The New York Times is reporting that the NSA and the Federal Government “is secretly carrying out a domestic surveillance program under which it is collecting business communications records involving Americans.” The records obtained include call logs. It is unclear how widespread the record collecting is, and whether it includes residential or cellphone services.
The law as written, including in the Patriot Act, permits this.
The key unanswered question: is a government law that permits law enforcement to obtain cell phone records from many, or all, users permissible under the Constitution.
Here are some initial thoughts.
The Fourth Amendment provides that “[t]he right of the people to be secure in their persons, houses, papers, and effects, against unreasonable searches and seizures, shall not be violated, and no Warrants shall issue, but upon probable cause . . . .”
The Supreme Court has explained that the fundamental purpose of the Fourth Amendment “is to safeguard the privacy and security of individuals against arbitrary invasions by government officials.” Camara v. Mun. Ct., 387 U.S. 523, 528 (1967).
However, the courts have created a number of exceptions to the Fourth Amendment, so that many government actions that appear to gather personal information are not considered to be “unreasonable” and therefore subject to Fourth Amendment scrutiny.
The Supreme Court has explained that a search occurs, and the Fourth Amendment is implicated, when the government intrudes on an expectation of privacy that society is prepared to consider reasonable. In evaluating this test, courts ask two questions: (1) has the person demonstrated an expectation of privacy; and (2)is society willing to recognize that expectation as reasonable.
The second question is much more complicated.

Pointing dataset records:
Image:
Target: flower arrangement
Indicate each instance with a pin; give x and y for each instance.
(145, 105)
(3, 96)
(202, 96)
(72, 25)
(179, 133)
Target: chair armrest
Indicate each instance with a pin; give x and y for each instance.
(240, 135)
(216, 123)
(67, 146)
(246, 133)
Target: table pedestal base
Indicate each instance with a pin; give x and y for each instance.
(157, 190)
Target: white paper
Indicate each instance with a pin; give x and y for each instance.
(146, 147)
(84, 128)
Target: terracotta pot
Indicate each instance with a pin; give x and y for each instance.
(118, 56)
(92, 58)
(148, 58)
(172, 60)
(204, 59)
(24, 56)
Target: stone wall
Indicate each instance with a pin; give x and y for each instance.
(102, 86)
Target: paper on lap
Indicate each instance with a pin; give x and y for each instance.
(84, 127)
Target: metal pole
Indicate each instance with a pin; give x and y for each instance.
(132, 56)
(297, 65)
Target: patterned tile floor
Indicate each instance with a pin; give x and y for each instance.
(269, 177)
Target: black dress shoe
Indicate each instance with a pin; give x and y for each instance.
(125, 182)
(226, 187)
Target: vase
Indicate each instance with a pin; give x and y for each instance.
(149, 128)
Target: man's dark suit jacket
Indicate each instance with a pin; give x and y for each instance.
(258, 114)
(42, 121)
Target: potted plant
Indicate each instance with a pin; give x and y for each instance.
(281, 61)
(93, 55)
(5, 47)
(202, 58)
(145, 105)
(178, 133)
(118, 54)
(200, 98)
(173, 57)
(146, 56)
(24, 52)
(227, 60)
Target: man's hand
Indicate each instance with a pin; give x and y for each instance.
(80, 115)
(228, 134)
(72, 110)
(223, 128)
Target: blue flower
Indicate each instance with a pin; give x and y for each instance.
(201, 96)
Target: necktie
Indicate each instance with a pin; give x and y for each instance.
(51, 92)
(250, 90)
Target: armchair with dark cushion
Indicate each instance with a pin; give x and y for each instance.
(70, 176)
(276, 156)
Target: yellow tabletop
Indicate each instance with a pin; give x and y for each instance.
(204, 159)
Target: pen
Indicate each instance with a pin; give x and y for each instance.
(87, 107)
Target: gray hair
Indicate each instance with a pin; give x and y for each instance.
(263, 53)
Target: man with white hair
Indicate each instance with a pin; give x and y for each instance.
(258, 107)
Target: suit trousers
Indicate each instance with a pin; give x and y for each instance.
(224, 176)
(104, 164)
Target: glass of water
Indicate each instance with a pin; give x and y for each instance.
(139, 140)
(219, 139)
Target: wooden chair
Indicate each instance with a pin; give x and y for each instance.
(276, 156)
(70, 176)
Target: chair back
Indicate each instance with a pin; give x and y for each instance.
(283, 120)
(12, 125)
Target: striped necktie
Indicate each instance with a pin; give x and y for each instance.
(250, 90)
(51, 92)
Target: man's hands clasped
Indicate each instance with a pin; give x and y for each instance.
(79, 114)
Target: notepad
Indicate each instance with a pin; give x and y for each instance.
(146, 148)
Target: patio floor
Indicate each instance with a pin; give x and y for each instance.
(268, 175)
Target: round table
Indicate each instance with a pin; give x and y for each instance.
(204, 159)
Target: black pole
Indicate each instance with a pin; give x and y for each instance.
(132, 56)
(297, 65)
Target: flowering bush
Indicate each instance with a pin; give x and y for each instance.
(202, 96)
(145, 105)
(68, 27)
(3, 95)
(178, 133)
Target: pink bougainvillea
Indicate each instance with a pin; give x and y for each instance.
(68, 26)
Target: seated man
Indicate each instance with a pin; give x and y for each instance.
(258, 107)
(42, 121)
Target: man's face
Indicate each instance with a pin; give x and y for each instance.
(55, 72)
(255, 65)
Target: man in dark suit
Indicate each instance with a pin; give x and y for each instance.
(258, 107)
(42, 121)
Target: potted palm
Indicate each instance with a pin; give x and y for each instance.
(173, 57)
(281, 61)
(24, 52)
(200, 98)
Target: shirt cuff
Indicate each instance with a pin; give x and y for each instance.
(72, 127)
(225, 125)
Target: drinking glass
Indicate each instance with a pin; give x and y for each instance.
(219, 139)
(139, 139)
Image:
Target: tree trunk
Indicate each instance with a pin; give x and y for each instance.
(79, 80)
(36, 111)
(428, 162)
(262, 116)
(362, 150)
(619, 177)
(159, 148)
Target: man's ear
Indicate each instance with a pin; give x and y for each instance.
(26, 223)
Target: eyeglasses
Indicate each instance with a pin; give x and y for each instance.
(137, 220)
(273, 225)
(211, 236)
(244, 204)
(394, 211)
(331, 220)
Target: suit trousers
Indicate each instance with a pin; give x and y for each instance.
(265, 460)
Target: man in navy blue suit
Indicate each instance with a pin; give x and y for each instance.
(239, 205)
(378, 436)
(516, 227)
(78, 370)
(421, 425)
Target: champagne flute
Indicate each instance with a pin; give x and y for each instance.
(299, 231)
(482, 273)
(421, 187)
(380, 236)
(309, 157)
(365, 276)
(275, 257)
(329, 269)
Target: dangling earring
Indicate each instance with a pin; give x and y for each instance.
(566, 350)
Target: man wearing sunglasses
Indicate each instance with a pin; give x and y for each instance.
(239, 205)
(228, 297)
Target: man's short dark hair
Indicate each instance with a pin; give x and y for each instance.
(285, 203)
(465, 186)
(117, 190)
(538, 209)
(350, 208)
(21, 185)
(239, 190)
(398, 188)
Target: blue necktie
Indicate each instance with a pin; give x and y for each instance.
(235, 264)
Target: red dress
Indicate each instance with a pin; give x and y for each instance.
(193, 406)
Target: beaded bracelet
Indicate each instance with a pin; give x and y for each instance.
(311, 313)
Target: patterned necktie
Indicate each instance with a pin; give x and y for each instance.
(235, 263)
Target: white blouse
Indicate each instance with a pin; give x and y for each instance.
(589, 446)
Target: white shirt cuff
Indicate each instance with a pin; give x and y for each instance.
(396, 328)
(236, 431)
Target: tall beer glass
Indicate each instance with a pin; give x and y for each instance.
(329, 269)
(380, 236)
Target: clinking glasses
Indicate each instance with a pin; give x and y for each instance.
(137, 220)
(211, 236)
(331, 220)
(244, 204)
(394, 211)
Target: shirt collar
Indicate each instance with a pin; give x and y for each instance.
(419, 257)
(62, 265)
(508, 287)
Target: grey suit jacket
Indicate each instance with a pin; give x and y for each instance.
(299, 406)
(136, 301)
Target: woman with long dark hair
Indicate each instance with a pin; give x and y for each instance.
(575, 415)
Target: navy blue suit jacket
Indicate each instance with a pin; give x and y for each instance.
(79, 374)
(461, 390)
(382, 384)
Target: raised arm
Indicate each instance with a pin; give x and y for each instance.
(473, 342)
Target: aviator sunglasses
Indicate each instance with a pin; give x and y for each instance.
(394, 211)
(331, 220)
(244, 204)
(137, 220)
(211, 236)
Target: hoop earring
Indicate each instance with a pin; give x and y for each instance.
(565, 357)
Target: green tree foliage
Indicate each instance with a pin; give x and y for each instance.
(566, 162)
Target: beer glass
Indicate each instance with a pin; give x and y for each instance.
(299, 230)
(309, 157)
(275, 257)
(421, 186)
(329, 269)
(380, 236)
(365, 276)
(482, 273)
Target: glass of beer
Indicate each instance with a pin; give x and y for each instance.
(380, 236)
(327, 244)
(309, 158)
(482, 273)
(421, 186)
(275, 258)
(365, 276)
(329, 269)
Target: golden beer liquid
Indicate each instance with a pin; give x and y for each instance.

#### Given task 1:
Answer these questions from the text on NSA surveillance that appears before the entries:
(a) According to The New York Times report, what do the records obtained include?
(b) Which court case is cited for the fundamental purpose of the Fourth Amendment?
(c) Which of the two questions courts ask does the text call much more complicated?
#### Given task 2:
Quote the text on NSA surveillance word for word, covering everything from "The Fourth Amendment provides" down to "523, 528 (1967).".

#### Final result 1:
(a) Call logs.
(b) Camara v. Mun. Ct., 387 U.S. 523, 528 (1967).
(c) The second question, whether society is willing to recognize the expectation of privacy as reasonable.

#### Final result 2:
The Fourth Amendment provides that “[t]he right of the people to be secure in their persons, houses, papers, and effects, against unreasonable searches and seizures, shall not be violated, and no Warrants shall issue, but upon probable cause . . . .”
The Supreme Court has explained that the fundamental purpose of the Fourth Amendment “is to safeguard the privacy and security of individuals against arbitrary invasions by government officials.” Camara v. Mun. Ct., 387 U.S. 523, 528 (1967).